• _TEXT SEGMENT_:
* begin *

# Oliver & the Beaver



## Gwen (Aug 9, 2007)

The weather is great & we decided to go for a good walk in a local forest that we've been in many times. The boys can run off lead & get a really good exercise & there are enough hills and climbing over rocks that WE get a good exercise as well. Those were the plans anyway.

Oliver & Nyg ran right into the pond for a swim but a beaver has moved in. .....and a bold beaver at that. The boys both swam after the beaver & he kept splashing his tail to get them to follow him. The beaver does that to lure the intruders (Oliver & Nyg) away from their young. We felt that they'd chased the beaver long enough & we wanted to get on our way. Nyg came to us on command but stubborn Oliver refused. He kept chasing that beaver & the beaver was getting bolder & bolder. Oliver actually got hit on the face with the tail. We called & called for Oliver but he ignored us. When we did get him coming our way, the *&%%$#* beaver would slap his tail & Oliver would turn & chase.

* end *

• _INFORMATION SUPPLIED_:
* begin *

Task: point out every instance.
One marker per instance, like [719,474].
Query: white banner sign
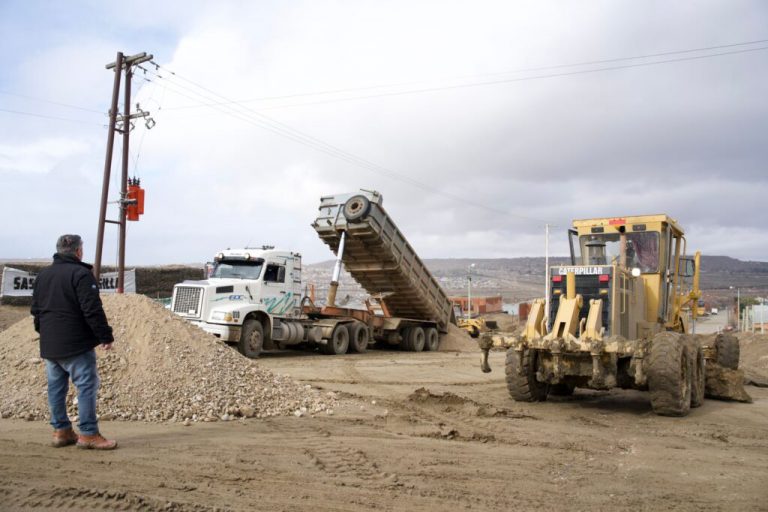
[19,283]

* end *

• _ACTIONS TO TAKE_:
1. Say whether each statement agrees with the post about Oliver and the beaver, answering yes or no and quoting the words of the post that decide it: (a) Nyg came back when called. (b) The walk was in a forest they had never visited before. (c) Oliver was struck on the face by the beaver's tail.
2. Output the passage of the post about Oliver and the beaver from "Oliver & Nyg ran" to "turn & chase.", copied word for word.
The lines come from a different source than the post about Oliver and the beaver.

• _SOLUTIONS PER TASK_:
1.
(a) Yes: "Nyg came to us on command but stubborn Oliver refused."
(b) No: "a local forest that we've been in many times."
(c) Yes: "Oliver actually got hit on the face with the tail."

2.
Oliver & Nyg ran right into the pond for a swim but a beaver has moved in. .....and a bold beaver at that. The boys both swam after the beaver & he kept splashing his tail to get them to follow him. The beaver does that to lure the intruders (Oliver & Nyg) away from their young. We felt that they'd chased the beaver long enough & we wanted to get on our way. Nyg came to us on command but stubborn Oliver refused. He kept chasing that beaver & the beaver was getting bolder & bolder. Oliver actually got hit on the face with the tail. We called & called for Oliver but he ignored us. When we did get him coming our way, the *&%%$#* beaver would slap his tail & Oliver would turn & chase.